* BEGIN Document passage *

Check out the hard questions we're trying to answer for our upcoming DaaS book. What are we missing?
UPDATE March 2014: Our book is done! Details here.
UPDATE March 2014: Our book is done! Details here.
We've mentioned several times that we believe 2014 will be the Year of DaaS. Even if only a small percentage of companies actually move their desktops to the public cloud, 2014 will definitely be the year that everyone is talking about DaaS. We believe this so much that we're writing a book about DaaS which we'll publish in the first quarter of the year.
As a quick background on this book, our DaaS book will not be a revision of our recent VDI Delusion and VDI Reality books. Instead this is a new book written from scratch. That said, today's DaaS technologies are essentially VDI that you pay someone else for, so there will be some similarities in terms of use cases, technical maturities, cost analyses, etc.
We also understand that one of the hot trends now is to convert your internal IT offerings into IT-as-a-Service. So you could argue that all VDI is DaaS, and that there's internally-hosted DaaS (what we used to just call "VDI") and externally-hosted VDI (what we call "DaaS" now). We'll be focusing on the externally-hosted, cloud-based, pay-for-it-as-a-service type of DaaS in the new book.
While we're on the topic of DaaS, I'll reiterate something that we discussed on the podcast last week: While I believe that virtually all VDI desktops ought to be paid for and operated by someone other than the enterprise, I do not believe that all Windows desktops should be VDI. In other words even with DaaS, you still have to look at your needs and use cases and figure out which of your desktops are appropriate candidates to move to a datacenter. Only then can you decide whether you should run that datacenter yourself (traditional VDI) or just pay someone else to do it (DaaS).

* END Document passage *

Jobs:
- 1) Reproduce the DaaS book post between "Check out the" and "of the year.", inclusive.
- 2) In the DaaS book post, what name did the authors previously use for internally-hosted DaaS?
- 3) Pick up the DaaS book post after its last sentence and keep writing it.

* BEGIN Dataset *

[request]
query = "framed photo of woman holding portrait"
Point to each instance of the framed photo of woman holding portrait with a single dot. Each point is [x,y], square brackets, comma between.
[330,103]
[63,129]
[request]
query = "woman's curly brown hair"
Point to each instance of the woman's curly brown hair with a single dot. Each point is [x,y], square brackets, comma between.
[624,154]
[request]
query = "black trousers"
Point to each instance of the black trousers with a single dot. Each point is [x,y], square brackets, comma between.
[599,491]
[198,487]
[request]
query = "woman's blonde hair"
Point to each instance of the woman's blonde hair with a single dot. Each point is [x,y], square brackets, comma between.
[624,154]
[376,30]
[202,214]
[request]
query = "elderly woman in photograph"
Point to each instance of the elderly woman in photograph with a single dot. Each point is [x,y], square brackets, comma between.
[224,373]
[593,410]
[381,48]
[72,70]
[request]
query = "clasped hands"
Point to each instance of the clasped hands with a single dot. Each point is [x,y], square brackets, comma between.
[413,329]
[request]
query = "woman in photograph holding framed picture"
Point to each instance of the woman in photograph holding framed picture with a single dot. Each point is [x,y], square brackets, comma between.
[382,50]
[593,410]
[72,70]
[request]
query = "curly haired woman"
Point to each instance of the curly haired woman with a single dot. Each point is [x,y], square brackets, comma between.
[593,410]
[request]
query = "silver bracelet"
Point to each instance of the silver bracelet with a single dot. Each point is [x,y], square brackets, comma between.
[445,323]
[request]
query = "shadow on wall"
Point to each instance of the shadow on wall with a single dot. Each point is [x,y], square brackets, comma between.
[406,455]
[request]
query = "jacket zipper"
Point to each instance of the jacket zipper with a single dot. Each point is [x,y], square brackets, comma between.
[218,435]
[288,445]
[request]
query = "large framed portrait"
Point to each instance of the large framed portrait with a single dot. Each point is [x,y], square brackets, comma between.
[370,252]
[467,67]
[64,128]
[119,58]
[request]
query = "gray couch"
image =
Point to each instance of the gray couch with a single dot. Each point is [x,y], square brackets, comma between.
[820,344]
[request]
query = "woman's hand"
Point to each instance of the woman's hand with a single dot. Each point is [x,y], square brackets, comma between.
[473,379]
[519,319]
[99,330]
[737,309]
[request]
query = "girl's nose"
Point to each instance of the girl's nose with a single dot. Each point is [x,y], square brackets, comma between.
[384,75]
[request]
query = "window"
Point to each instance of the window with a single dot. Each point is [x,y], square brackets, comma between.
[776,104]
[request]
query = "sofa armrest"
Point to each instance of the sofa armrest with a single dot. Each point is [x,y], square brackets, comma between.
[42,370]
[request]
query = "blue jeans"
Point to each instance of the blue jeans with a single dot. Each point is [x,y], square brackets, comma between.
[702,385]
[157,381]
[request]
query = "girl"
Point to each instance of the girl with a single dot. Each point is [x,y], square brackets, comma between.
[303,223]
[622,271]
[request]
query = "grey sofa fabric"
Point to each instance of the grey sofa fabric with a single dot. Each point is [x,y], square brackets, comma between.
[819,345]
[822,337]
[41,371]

* END Dataset *

Solved problems:
- 1)
Check out the hard questions we're trying to answer for our upcoming DaaS book. What are we missing?
UPDATE March 2014: Our book is done! Details here.
UPDATE March 2014: Our book is done! Details here.
We've mentioned several times that we believe 2014 will be the Year of DaaS. Even if only a small percentage of companies actually move their desktops to the public cloud, 2014 will definitely be the year that everyone is talking about DaaS. We believe this so much that we're writing a book about DaaS which we'll publish in the first quarter of the year.

- 2) VDI

- 3)
As for the book, we're in the process of interviewing DaaS providers, partners, customers, consultants, analysts, and everyone else we can talk to about this space. We're especially interested in customers who have moved to DaaS, customers who evaluated DaaS and ultimately decided to stick with internal VDI, and customers who tried DaaS and regretted it. (Contact us if you'd like to share your experiences!)
We created a list of all the topics we'd like to cover and the "hard" questions we want to answers. I've pasted the list here and I'm curious as to your thoughts? What are we missing? What else should we think about?
- Understanding VDI: The technology powering DaaS
- VDI (Windows Desktop) versus RDSH (Windows Server) approaches to DaaS
- Dealing with licensing (both Microsoft Windows and third party apps)
- Migrating to DaaS
- If you move to DaaS, where do you applications and data live?
- Persistent images versus shared?
- Understanding DaaS security. Is cloud-based DaaS more secure than on-premises DaaS? What about security compared to traditional laptops?
- Is DaaS easier to manage? What management tasks to the DaaS providers really handle, and what do you have to do on your own?
- If you go to DaaS, can you ever go back?
- Who are the right users for DaaS?
- Do today's technologies mean you can realistically deliver an acceptable DaaS solution?
- Do you build your own DaaS to run internally? If so, do you run your servers on site or collocate them at a provider?
- How do you choose a DaaS provider?
- Should you care about the technologies and platforms your DaaS provider uses?
- What happens if your DaaS provider goes out of business?
- Understanding pricing (and how cost models lie). What do you really get for the low monthly fee? What's missing?
- Can you deploy and manage applications and patches in the new DaaS desktops in the same way as your physical ones?
- Does DaaS mean you're essentially making all of your desktop users "remote" (since they're not going to be on your network)?
- Will it be more difficult for DaaS users to access corporate apps?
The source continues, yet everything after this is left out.